*CONSIGNE*: Comment résumer en deux phrases le portrait d'artiste ci-dessous ?

*TEXTE DE LA PAGE*:
· · · · · · ·
Un coup de téléphone entre la Touraine et l’Indre : formée aux Beaux-Arts de Tours, Léa Martin-Habif a récemment déménagé chez nos voisins du 36 et nous répond de là-bas. Eloignée des rives de la Loire, elle n’en reste pas moins attachée au territoire qui l’a faite grandir artistiquement. « J’ai eu une éducation très portée sur la culture. Avec mes parents c’était naturel d’aller voir des expositions, des concerts ou du cinéma » explique cette plasticienne qui a créé ses premiers objets persos dès la petite enfance, citant son grand-père bricoleur parmi les bases de ses influences. Et avec l’âge, la passion s’affirme. A l’adolescence, elle se dirige vers un bac avec option arts plastiques, « parce que ça permet de gagner des points en faisant un truc qui nous fait plaisir et que l’on peut approfondir de façon scolaire. »

Pourtant, une fois le diplôme de fin de lycée en poche, Léa Martin-Habif délaisse le cursus artistique pour s’orienter vers la fac de psycho : « Je ne sentais pas qu’il y avait un parcours professionnel pour moi. » Elle continue de faire un peu de couture ou de l’argile, sans ambition particulière. Au bout de quatre ans d’études, elle imagine un temps se spécialiser dans l’art-thérapie. Autre fausse piste… « J’ai décidé de me concentrer sur ma créativité à moi donc j’ai passé le concours des Beaux-Arts » se remémore-t-elle. Nous sommes à la rentrée 2013 et cette fois c’est la bonne :

« J’ai pu expérimenter à une autre échelle des choses plus anecdotiques ou susurrées avant, que j’ai pu mettre en pratique sans complexes. C’était un peu la grande patouille. On teste et on voit si ça marche. »

Au sortir de la formation, la jeune femme affirme son style et s’oriente vers les œuvres en volume. « J’aime beaucoup utiliser des matières en lien avec la construction comme le plâtre ou le bois. Des choses qu’on trouve dans n’importe quel magasin de bricolage » nous dit Léa Martin-Habif. Le résultat « n’est pas fonctionnel mais évoque l’habitation. » Et c’est là qu’on retrouve le lien avec les quatre ans de fac de psycho, « qui m’ont construite même si elles n’ont pas été productives pour ma carrière. Les réflexions que j’y ai développées font ce que je suis ». Des pensées centrées sur la place que prend l’humain dans son environnement :

« On vit un peu dans des boîtes, des choses qui nous caractérisent quand on les choisit. J’avais envie de me pencher là-dessus, comment les corps s’adaptent aux espaces. Comment on ressent les espaces dans notre corps à nous. Ça m’intéresse au niveau social. »

C’est pour ça que les œuvres de Léa Martin-Habif invitent souvent à se contorsionner pour les apprécier. Lors de leur conception, elle-même s’implique physiquement dans le processus d’élaboration, par exemple via des sculptures inspirées de la taille de son bras ou de productions faisant référence à un geste particulier. Il y a aussi ces expositions où l’artiste invite à se baisser ou à ne pas marcher droit : « J’aime bien bloquer le passager, que l’on ne se mette pas juste à la bonne distance du mur pour regarder une œuvre. J’ai envie ressentent mon travail. Qu’ils soient obligés de modifier quelque chose dans leur attitude. »
· · · · · · ·
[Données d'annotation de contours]
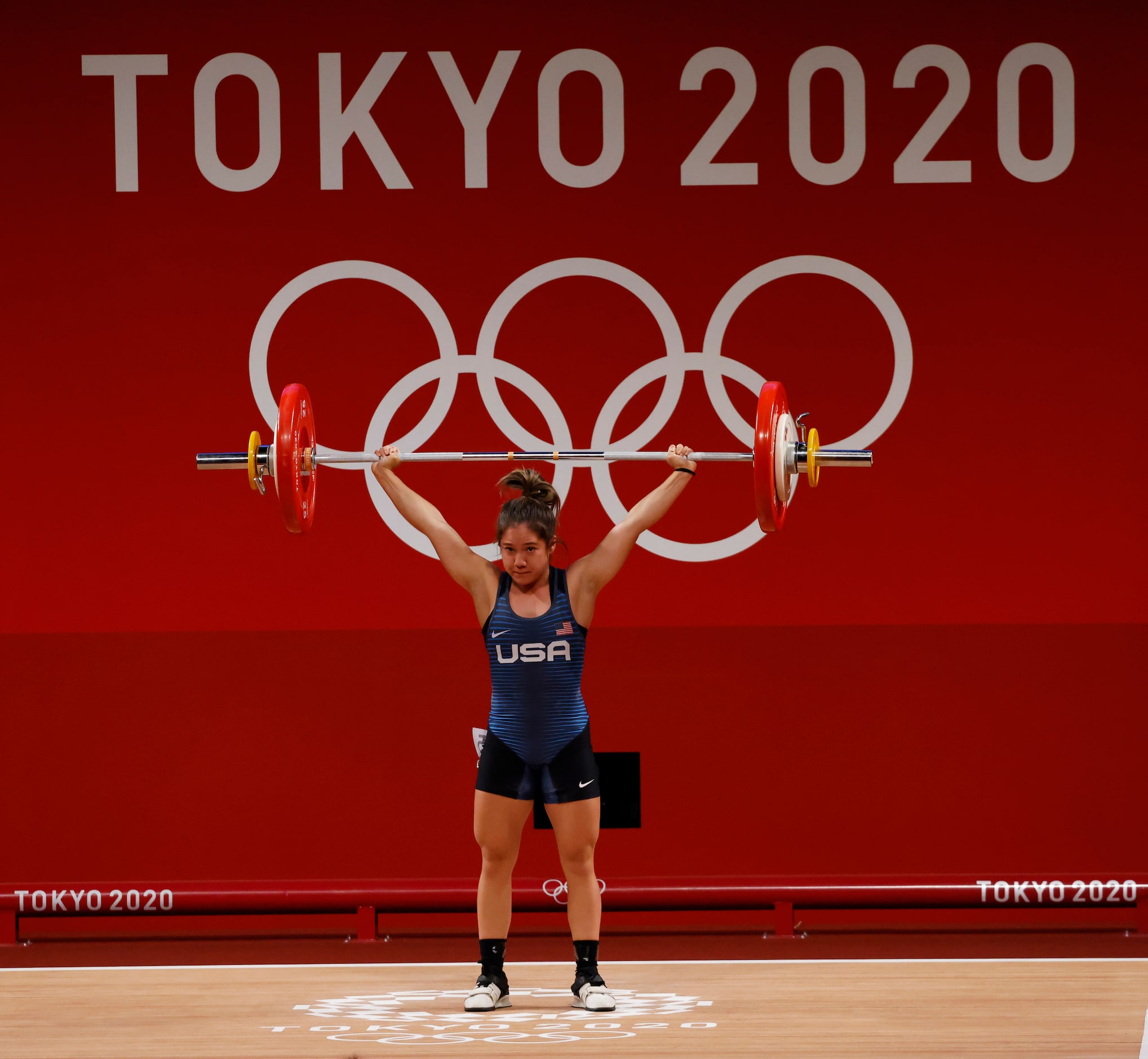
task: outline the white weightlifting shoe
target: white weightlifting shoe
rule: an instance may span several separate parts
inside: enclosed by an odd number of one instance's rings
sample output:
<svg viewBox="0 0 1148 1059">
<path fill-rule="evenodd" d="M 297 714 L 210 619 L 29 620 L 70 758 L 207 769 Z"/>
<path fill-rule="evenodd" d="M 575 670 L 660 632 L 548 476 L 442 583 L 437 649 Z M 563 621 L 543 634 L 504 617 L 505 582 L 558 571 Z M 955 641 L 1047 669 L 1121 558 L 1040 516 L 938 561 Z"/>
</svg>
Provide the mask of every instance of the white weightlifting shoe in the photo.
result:
<svg viewBox="0 0 1148 1059">
<path fill-rule="evenodd" d="M 600 982 L 602 979 L 598 979 L 598 981 Z M 605 983 L 602 985 L 591 985 L 587 982 L 577 991 L 577 999 L 571 1004 L 571 1007 L 584 1007 L 587 1011 L 613 1011 L 614 997 L 606 989 Z"/>
<path fill-rule="evenodd" d="M 463 1002 L 463 1010 L 494 1011 L 496 1007 L 510 1007 L 509 992 L 509 988 L 503 991 L 494 979 L 488 979 L 484 974 L 480 974 L 478 982 L 474 983 L 474 989 L 470 991 Z M 611 1011 L 613 1011 L 612 1007 Z"/>
</svg>

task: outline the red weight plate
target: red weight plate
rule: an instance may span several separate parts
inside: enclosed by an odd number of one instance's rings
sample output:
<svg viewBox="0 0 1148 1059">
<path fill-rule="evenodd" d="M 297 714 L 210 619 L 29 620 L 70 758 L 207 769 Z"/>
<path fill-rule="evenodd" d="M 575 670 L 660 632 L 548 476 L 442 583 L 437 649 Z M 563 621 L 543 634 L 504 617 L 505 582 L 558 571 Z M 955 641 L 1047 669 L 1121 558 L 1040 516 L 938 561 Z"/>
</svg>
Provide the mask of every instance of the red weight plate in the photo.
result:
<svg viewBox="0 0 1148 1059">
<path fill-rule="evenodd" d="M 290 533 L 307 533 L 315 521 L 315 478 L 304 474 L 303 450 L 315 448 L 315 410 L 305 386 L 293 382 L 279 399 L 276 427 L 276 490 Z"/>
<path fill-rule="evenodd" d="M 766 533 L 781 530 L 785 523 L 786 504 L 777 498 L 774 479 L 774 446 L 777 441 L 777 420 L 789 411 L 785 387 L 767 382 L 758 397 L 758 430 L 753 439 L 753 495 L 758 502 L 758 525 Z"/>
</svg>

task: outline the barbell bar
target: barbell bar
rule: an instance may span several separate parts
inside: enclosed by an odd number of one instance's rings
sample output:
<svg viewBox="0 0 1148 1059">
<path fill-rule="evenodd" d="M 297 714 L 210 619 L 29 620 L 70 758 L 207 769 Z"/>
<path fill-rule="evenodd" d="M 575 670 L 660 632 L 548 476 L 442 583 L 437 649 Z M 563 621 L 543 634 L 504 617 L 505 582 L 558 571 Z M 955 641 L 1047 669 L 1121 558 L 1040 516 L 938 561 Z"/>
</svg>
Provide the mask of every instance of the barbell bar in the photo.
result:
<svg viewBox="0 0 1148 1059">
<path fill-rule="evenodd" d="M 690 454 L 698 463 L 752 463 L 753 492 L 758 524 L 767 533 L 781 530 L 797 479 L 805 474 L 809 486 L 819 482 L 823 467 L 871 467 L 869 449 L 823 449 L 817 431 L 806 428 L 808 412 L 793 418 L 781 382 L 766 382 L 758 397 L 758 422 L 753 451 Z M 253 431 L 246 453 L 199 453 L 195 466 L 201 471 L 247 469 L 248 482 L 261 494 L 271 478 L 279 496 L 288 531 L 305 533 L 315 520 L 315 482 L 324 464 L 373 464 L 374 453 L 339 453 L 320 448 L 315 440 L 315 409 L 307 388 L 295 382 L 279 399 L 279 419 L 271 445 L 263 445 Z M 542 463 L 581 461 L 660 462 L 666 453 L 613 451 L 603 449 L 490 449 L 457 453 L 401 453 L 402 463 L 459 463 L 467 461 L 511 461 Z"/>
</svg>

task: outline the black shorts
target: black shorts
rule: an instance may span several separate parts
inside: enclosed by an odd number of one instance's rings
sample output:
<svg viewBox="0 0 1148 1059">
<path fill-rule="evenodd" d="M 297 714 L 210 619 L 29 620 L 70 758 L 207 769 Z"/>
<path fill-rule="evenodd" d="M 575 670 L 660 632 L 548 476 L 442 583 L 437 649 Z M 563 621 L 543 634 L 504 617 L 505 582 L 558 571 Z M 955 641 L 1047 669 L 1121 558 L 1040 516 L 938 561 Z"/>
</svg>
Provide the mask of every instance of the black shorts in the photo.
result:
<svg viewBox="0 0 1148 1059">
<path fill-rule="evenodd" d="M 597 798 L 598 782 L 598 764 L 587 725 L 549 765 L 528 765 L 494 732 L 488 732 L 474 789 L 526 802 L 541 798 L 553 805 Z"/>
</svg>

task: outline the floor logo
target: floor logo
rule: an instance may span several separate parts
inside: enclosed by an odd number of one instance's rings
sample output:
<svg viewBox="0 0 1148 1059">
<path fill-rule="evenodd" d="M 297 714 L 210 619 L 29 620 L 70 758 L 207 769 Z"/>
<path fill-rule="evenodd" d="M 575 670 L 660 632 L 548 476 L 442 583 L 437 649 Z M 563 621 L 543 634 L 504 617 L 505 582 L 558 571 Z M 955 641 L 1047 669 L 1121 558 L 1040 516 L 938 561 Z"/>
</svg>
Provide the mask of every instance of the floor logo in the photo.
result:
<svg viewBox="0 0 1148 1059">
<path fill-rule="evenodd" d="M 558 1044 L 571 1041 L 613 1041 L 658 1030 L 714 1029 L 706 1021 L 713 1000 L 676 992 L 635 992 L 612 989 L 615 1011 L 588 1012 L 568 1007 L 568 989 L 511 989 L 512 1007 L 475 1014 L 464 1012 L 466 989 L 405 989 L 394 992 L 336 997 L 296 1004 L 300 1022 L 311 1026 L 265 1026 L 272 1033 L 323 1034 L 328 1041 L 354 1044 Z M 427 1011 L 432 1004 L 445 1012 Z M 556 1011 L 556 1008 L 558 1008 Z M 355 1023 L 365 1021 L 364 1028 Z"/>
</svg>

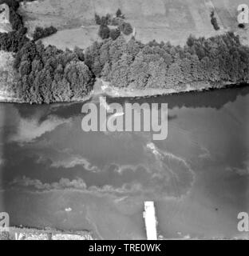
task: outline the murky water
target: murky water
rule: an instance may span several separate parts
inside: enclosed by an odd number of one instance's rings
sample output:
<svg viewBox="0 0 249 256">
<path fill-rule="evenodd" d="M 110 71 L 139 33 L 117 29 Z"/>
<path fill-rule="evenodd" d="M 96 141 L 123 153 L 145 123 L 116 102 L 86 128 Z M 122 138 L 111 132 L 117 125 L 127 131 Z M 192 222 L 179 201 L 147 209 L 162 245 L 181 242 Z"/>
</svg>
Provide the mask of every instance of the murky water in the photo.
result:
<svg viewBox="0 0 249 256">
<path fill-rule="evenodd" d="M 165 238 L 248 236 L 237 215 L 249 213 L 249 87 L 114 102 L 168 103 L 167 139 L 84 132 L 82 102 L 0 104 L 0 211 L 11 225 L 143 239 L 154 200 Z"/>
</svg>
· · · · · · ·
*RÉPONSE ATTENDUE*: Après un bac option arts plastiques, quatre ans de fac de psycho puis une formation aux Beaux-Arts de Tours, Léa Martin-Habif est devenue une plasticienne qui s'est récemment installée dans l'Indre. Ses œuvres en volume, réalisées avec des matériaux de construction comme le plâtre ou le bois, évoquent l'habitation et explorent la façon dont les corps s'adaptent aux espaces, obligeant souvent le public à se contorsionner ou à se baisser pour les apprécier.